Data to use =
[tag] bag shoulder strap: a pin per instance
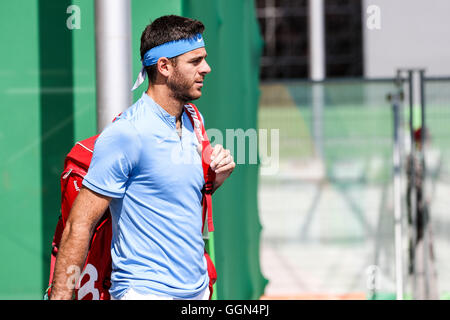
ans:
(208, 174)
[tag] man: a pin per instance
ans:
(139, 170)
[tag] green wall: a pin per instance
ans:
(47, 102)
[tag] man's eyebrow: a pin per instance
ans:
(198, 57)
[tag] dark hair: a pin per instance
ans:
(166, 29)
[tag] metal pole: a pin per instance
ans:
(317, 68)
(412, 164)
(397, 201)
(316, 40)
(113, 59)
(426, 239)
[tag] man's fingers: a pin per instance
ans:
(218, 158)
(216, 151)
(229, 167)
...
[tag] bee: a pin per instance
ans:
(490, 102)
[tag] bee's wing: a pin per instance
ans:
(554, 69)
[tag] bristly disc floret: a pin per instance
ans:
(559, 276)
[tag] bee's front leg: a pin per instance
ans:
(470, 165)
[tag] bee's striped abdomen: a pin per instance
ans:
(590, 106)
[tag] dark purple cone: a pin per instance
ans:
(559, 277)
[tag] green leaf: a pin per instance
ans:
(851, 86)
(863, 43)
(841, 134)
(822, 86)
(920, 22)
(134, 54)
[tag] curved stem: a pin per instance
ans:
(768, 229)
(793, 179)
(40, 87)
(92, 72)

Aim of the task = Within the material above, find every line containing the word "green" and copy it.

Result for this task =
[tag] green wall: a pin per instance
[tag] green leaf: a pin per instance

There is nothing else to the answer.